───── Text shown ─────

Goldman Prize Speech
Goldman Prize Speech
Twenty-five years ago we in the Upper Mixteca recognized that we were living through a severe ecological crisis that was creating poverty, malnutrition, and migration.
Today, we have to recognize that all the inhabitants of this planet are living in a similar crisis.
We recognize that indigenous peoples have historically been the creators and guardians of biological and genetic wealth, holding sacred our native seeds of wheat, beans, and tomatoes that have enriched the entire world's food culture. We recognize that we must now reclaim this important role for the good of humanity.
To take on this responsibility, we have to confront various economic and political challenges. The opening of markets through free trade agreements has provoked low prices for our products and the disappearance of government support to the countryside.
This policy brought about an immeasurable increase in the cost of production, leading to a rural poverty that has led to massive migration and threatens to make our indigenous peoples and compassions disappear.
In the same way, the introduction of modified seeds and other methods of controlling seed distribution and the control of agricultural and food markets of the world threaten this genetic wealth that we indigenous peoples care for as the world's heritage.
We at CEDICAM hope that this respect for Mother Earth that we are recuperating among indigenous peoples can serve as an example to all of the inhabitants of the planet in this time of environmental crisis.
We also hope that the struggle our Mixteca people have endured with their sweat and commitment can give us all the confidence that with our strength, this Earth will have the capacity to recuperate and continue to give life to all of its inhabitants today and in future generations.

───── Recorded data ─────

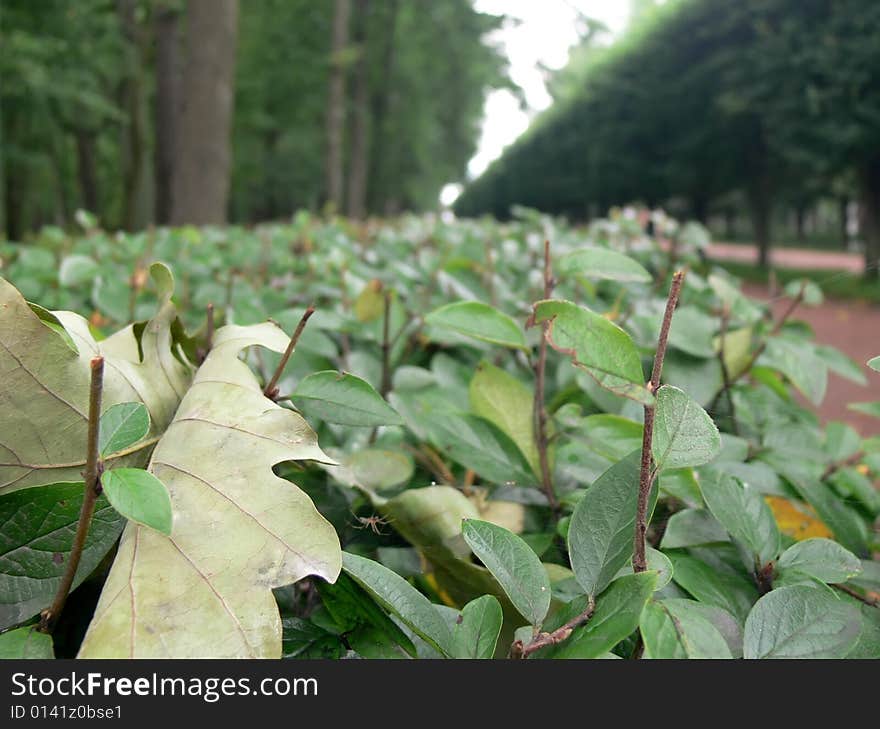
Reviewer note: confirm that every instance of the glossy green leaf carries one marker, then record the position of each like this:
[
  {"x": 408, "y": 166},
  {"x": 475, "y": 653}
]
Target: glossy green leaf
[
  {"x": 684, "y": 434},
  {"x": 743, "y": 512},
  {"x": 475, "y": 634},
  {"x": 513, "y": 563},
  {"x": 122, "y": 425},
  {"x": 596, "y": 345},
  {"x": 139, "y": 496},
  {"x": 400, "y": 598},
  {"x": 507, "y": 403},
  {"x": 616, "y": 616},
  {"x": 602, "y": 263},
  {"x": 672, "y": 629},
  {"x": 77, "y": 270},
  {"x": 712, "y": 586},
  {"x": 479, "y": 321},
  {"x": 600, "y": 535},
  {"x": 339, "y": 397},
  {"x": 801, "y": 622},
  {"x": 477, "y": 444},
  {"x": 690, "y": 527},
  {"x": 821, "y": 558},
  {"x": 35, "y": 542},
  {"x": 26, "y": 642}
]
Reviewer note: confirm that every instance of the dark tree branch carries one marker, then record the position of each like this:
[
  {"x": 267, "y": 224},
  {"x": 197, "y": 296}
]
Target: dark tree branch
[
  {"x": 646, "y": 473},
  {"x": 92, "y": 475}
]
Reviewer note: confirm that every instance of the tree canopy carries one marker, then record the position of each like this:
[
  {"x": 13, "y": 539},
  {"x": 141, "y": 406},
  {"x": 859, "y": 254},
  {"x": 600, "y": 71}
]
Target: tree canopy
[{"x": 769, "y": 99}]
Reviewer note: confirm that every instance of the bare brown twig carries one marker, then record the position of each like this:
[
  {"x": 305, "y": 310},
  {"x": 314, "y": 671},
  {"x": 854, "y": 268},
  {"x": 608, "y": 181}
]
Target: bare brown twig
[
  {"x": 646, "y": 473},
  {"x": 542, "y": 640},
  {"x": 271, "y": 389},
  {"x": 92, "y": 475},
  {"x": 539, "y": 406}
]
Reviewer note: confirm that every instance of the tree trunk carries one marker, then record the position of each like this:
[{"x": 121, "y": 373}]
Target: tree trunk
[
  {"x": 358, "y": 166},
  {"x": 800, "y": 217},
  {"x": 869, "y": 203},
  {"x": 135, "y": 171},
  {"x": 200, "y": 189},
  {"x": 760, "y": 210},
  {"x": 336, "y": 106},
  {"x": 383, "y": 157},
  {"x": 86, "y": 169},
  {"x": 167, "y": 105}
]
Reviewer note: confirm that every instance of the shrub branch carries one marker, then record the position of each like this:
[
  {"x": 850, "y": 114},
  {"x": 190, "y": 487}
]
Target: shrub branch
[
  {"x": 646, "y": 473},
  {"x": 271, "y": 389},
  {"x": 92, "y": 475},
  {"x": 539, "y": 406}
]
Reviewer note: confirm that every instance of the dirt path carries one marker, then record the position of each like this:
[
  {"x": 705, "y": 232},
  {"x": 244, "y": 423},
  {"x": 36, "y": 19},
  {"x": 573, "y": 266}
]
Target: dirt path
[
  {"x": 854, "y": 328},
  {"x": 789, "y": 257}
]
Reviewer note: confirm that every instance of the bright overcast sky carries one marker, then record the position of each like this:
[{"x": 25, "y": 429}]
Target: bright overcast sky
[{"x": 546, "y": 31}]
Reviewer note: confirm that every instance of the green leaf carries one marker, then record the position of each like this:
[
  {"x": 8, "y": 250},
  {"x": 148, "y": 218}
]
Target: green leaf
[
  {"x": 616, "y": 616},
  {"x": 506, "y": 402},
  {"x": 513, "y": 563},
  {"x": 475, "y": 635},
  {"x": 239, "y": 530},
  {"x": 596, "y": 345},
  {"x": 400, "y": 598},
  {"x": 375, "y": 468},
  {"x": 821, "y": 558},
  {"x": 26, "y": 642},
  {"x": 342, "y": 398},
  {"x": 122, "y": 425},
  {"x": 600, "y": 535},
  {"x": 673, "y": 629},
  {"x": 35, "y": 542},
  {"x": 45, "y": 387},
  {"x": 477, "y": 444},
  {"x": 352, "y": 609},
  {"x": 304, "y": 639},
  {"x": 801, "y": 622},
  {"x": 479, "y": 321},
  {"x": 743, "y": 512},
  {"x": 692, "y": 331},
  {"x": 657, "y": 562},
  {"x": 602, "y": 263},
  {"x": 77, "y": 270},
  {"x": 139, "y": 496},
  {"x": 799, "y": 362},
  {"x": 684, "y": 434},
  {"x": 712, "y": 586},
  {"x": 690, "y": 527}
]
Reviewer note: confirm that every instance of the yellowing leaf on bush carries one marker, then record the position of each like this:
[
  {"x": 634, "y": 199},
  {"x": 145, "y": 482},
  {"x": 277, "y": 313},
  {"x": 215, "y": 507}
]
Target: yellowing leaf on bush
[
  {"x": 238, "y": 530},
  {"x": 370, "y": 303},
  {"x": 796, "y": 520}
]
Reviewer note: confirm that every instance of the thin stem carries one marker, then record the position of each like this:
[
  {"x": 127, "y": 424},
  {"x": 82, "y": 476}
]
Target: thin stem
[
  {"x": 271, "y": 389},
  {"x": 386, "y": 346},
  {"x": 539, "y": 408},
  {"x": 872, "y": 601},
  {"x": 542, "y": 640},
  {"x": 646, "y": 473},
  {"x": 385, "y": 386},
  {"x": 203, "y": 351},
  {"x": 725, "y": 372},
  {"x": 92, "y": 474},
  {"x": 777, "y": 327}
]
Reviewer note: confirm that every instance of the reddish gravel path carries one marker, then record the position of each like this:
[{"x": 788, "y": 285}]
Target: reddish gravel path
[
  {"x": 789, "y": 257},
  {"x": 854, "y": 328}
]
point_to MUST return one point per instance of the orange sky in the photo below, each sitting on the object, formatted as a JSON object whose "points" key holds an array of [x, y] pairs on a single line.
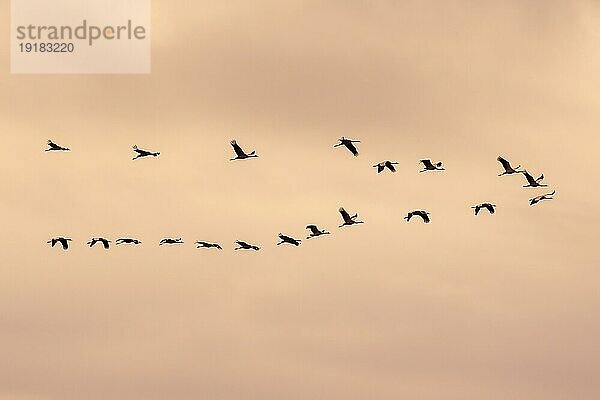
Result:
{"points": [[487, 307]]}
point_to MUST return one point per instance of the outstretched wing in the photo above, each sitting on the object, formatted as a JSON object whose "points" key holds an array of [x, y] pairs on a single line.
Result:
{"points": [[350, 146], [140, 151], [505, 164], [427, 164], [529, 178], [313, 229], [238, 150], [346, 217], [423, 215]]}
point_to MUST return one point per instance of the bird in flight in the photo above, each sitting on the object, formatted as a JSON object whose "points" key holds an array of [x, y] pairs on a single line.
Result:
{"points": [[170, 241], [93, 241], [54, 147], [127, 241], [349, 143], [508, 169], [537, 199], [208, 245], [348, 219], [533, 182], [287, 239], [488, 206], [315, 231], [143, 153], [63, 241], [385, 164], [429, 166], [246, 246], [420, 213], [241, 154]]}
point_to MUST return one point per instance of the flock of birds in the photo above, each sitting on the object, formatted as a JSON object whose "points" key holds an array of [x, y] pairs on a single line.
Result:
{"points": [[313, 230]]}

─────

- The task
Retype the Goldman Prize speech above in full, reproducing every line without changes.

- Response
Goldman Prize Speech
Goldman Prize Speech
Twenty-five years ago we in the Upper Mixteca recognized that we were living through a severe ecological crisis that was creating poverty, malnutrition, and migration.
Today, we have to recognize that all the inhabitants of this planet are living in a similar crisis.
We recognize that indigenous peoples have historically been the creators and guardians of biological and genetic wealth, holding sacred our native seeds of wheat, beans, and tomatoes that have enriched the entire world's food culture. We recognize that we must now reclaim this important role for the good of humanity.
To take on this responsibility, we have to confront various economic and political challenges. The opening of markets through free trade agreements has provoked low prices for our products and the disappearance of government support to the countryside.
This policy brought about an immeasurable increase in the cost of production, leading to a rural poverty that has led to massive migration and threatens to make our indigenous peoples and compassions disappear.
In the same way, the introduction of modified seeds and other methods of controlling seed distribution and the control of agricultural and food markets of the world threaten this genetic wealth that we indigenous peoples care for as the world's heritage.
We at CEDICAM hope that this respect for Mother Earth that we are recuperating among indigenous peoples can serve as an example to all of the inhabitants of the planet in this time of environmental crisis.
We also hope that the struggle our Mixteca people have endured with their sweat and commitment can give us all the confidence that with our strength, this Earth will have the capacity to recuperate and continue to give life to all of its inhabitants today and in future generations.